WORK REQUEST – The answer must consist of every line in the data below that holds the word "wooden".

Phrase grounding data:
___
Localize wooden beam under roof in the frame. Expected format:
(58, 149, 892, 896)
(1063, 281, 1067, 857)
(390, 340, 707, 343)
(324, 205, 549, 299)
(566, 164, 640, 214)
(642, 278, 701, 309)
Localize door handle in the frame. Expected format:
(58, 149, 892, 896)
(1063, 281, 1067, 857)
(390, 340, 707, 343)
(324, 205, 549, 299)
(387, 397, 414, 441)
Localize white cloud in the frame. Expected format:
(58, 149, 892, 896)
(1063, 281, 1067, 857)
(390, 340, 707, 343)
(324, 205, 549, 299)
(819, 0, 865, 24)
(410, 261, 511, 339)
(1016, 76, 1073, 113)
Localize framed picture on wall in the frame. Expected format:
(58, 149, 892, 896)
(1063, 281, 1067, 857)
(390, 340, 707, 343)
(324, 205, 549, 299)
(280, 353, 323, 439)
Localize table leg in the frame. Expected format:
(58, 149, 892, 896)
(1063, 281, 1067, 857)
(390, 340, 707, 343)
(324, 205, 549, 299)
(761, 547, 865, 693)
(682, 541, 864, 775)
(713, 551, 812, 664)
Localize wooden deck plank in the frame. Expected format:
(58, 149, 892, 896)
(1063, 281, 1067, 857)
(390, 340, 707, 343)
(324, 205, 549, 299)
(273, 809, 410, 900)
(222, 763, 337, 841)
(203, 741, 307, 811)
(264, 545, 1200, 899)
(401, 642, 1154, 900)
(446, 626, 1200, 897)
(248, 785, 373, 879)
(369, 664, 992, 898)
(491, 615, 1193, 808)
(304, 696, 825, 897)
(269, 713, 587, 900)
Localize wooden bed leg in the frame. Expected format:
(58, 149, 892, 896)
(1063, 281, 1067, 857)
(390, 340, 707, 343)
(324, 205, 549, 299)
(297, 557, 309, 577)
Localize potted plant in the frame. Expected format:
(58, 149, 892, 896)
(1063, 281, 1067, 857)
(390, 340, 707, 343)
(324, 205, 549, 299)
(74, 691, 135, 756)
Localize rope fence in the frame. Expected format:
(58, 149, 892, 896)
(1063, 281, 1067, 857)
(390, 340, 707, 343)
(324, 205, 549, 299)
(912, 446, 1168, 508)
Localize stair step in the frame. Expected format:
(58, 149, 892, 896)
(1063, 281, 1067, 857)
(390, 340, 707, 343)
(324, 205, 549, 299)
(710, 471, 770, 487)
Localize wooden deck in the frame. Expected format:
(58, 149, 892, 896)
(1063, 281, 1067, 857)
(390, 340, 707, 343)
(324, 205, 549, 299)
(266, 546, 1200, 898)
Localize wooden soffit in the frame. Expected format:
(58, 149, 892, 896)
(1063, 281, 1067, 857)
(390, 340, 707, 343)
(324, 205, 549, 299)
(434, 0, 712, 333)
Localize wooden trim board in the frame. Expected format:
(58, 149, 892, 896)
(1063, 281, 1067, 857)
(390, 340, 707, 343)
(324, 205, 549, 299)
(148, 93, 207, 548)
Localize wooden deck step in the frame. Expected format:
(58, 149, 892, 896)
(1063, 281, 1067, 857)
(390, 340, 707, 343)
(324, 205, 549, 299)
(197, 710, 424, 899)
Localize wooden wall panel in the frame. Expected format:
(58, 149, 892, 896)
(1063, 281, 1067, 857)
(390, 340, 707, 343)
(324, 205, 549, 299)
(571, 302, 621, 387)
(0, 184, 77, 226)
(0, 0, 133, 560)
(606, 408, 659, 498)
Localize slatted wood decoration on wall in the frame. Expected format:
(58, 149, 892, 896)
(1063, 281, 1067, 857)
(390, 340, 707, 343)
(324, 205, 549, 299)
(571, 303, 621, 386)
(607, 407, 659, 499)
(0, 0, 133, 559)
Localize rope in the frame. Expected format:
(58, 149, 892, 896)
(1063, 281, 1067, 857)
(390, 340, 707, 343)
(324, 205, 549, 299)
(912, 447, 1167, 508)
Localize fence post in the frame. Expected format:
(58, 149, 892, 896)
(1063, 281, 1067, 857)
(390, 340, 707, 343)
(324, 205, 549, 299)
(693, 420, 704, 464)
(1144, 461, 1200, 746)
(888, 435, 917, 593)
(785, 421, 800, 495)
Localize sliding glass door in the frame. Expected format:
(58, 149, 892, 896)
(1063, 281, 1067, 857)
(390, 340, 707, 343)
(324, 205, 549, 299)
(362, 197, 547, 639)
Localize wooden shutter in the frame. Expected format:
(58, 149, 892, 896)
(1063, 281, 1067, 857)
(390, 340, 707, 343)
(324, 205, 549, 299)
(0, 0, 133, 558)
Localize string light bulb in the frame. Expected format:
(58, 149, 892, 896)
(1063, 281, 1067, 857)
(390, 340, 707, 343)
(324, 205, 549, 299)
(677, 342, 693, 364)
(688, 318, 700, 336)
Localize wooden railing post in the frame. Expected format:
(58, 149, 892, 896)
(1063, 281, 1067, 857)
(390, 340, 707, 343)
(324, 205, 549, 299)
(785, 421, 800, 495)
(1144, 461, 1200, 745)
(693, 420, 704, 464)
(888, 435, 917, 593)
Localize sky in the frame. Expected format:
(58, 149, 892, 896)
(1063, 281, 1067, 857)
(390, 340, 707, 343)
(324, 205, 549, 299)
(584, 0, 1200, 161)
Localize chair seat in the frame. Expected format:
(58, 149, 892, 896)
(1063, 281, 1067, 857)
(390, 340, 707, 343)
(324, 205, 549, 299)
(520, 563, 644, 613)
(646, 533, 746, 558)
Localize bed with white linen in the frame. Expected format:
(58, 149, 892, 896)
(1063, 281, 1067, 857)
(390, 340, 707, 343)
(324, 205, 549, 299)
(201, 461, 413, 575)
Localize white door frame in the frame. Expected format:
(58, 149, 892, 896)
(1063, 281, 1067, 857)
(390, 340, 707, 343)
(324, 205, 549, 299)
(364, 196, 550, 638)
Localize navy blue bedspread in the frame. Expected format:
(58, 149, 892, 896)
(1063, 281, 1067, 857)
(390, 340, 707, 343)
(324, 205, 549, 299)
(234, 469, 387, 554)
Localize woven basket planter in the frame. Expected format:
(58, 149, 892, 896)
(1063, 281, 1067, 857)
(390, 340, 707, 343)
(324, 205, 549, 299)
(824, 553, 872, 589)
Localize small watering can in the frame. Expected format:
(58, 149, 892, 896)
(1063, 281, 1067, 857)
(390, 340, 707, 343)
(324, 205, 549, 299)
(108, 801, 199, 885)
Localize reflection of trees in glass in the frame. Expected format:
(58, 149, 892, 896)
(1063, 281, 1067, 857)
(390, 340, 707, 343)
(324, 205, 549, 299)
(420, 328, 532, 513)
___
SOLUTION FOR THIS PROBLEM –
Localize wooden beam under roof in the frame. Expected format:
Localize wooden deck plank in the frame. Expected format:
Localize wooden bed leg in the frame. Expected format:
Localize wooden deck in the frame. Expected format:
Localize wooden soffit in the frame. Expected format:
Localize wooden trim board in the frame. Expected format:
Localize wooden deck step in the frame. Expected format:
Localize wooden wall panel in the frame. Expected format:
Localize wooden shutter in the frame. Expected format:
Localize wooden railing post in the frame. Expected format:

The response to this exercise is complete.